Entries from a dataset:
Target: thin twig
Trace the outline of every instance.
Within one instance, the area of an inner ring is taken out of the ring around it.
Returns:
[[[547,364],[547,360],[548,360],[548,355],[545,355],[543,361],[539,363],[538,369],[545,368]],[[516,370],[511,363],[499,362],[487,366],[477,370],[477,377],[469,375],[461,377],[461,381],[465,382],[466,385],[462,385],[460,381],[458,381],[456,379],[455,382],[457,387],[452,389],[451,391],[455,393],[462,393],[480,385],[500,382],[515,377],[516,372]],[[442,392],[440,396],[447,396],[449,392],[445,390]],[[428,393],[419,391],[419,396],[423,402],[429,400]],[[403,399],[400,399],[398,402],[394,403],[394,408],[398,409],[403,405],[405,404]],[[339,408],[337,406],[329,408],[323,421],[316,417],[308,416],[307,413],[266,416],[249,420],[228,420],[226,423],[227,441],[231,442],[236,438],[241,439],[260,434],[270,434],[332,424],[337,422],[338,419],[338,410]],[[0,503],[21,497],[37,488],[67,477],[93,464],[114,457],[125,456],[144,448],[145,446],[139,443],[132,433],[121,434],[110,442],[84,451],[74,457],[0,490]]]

### INSTRUCTIONS TO FOLLOW
Present each line of the items above as a Markdown table with two columns, Line No. and Item Text. Omit any blank lines.

### SOLUTION FOR THIS EXERCISE
| Line No. | Item Text |
|---|---|
| 1 | Target: thin twig |
| 2 | Trace the outline of every instance. |
| 3 | Within one instance, the area of an inner ring is taken out of the ring around it. |
| 4 | Returns: |
| 5 | [[[547,364],[547,360],[548,360],[548,355],[545,355],[543,361],[539,363],[538,369],[545,368]],[[516,370],[511,363],[499,362],[487,366],[477,370],[477,377],[469,375],[461,377],[461,381],[465,382],[466,385],[462,385],[460,381],[458,381],[456,379],[455,382],[457,387],[452,389],[451,391],[455,393],[462,393],[480,385],[500,382],[515,377],[516,372]],[[442,392],[440,396],[447,396],[449,392],[445,390]],[[428,393],[419,391],[419,396],[423,402],[429,400]],[[403,399],[400,399],[398,402],[394,403],[394,408],[398,409],[403,405],[405,404]],[[339,408],[337,406],[329,408],[323,421],[316,417],[308,416],[307,413],[266,416],[249,420],[228,420],[226,423],[227,441],[231,442],[236,438],[241,439],[260,434],[270,434],[332,424],[337,422],[338,419],[338,410]],[[0,503],[21,497],[37,488],[67,477],[93,464],[114,457],[125,456],[144,448],[145,446],[139,443],[132,433],[121,434],[110,442],[84,451],[74,457],[0,490]]] |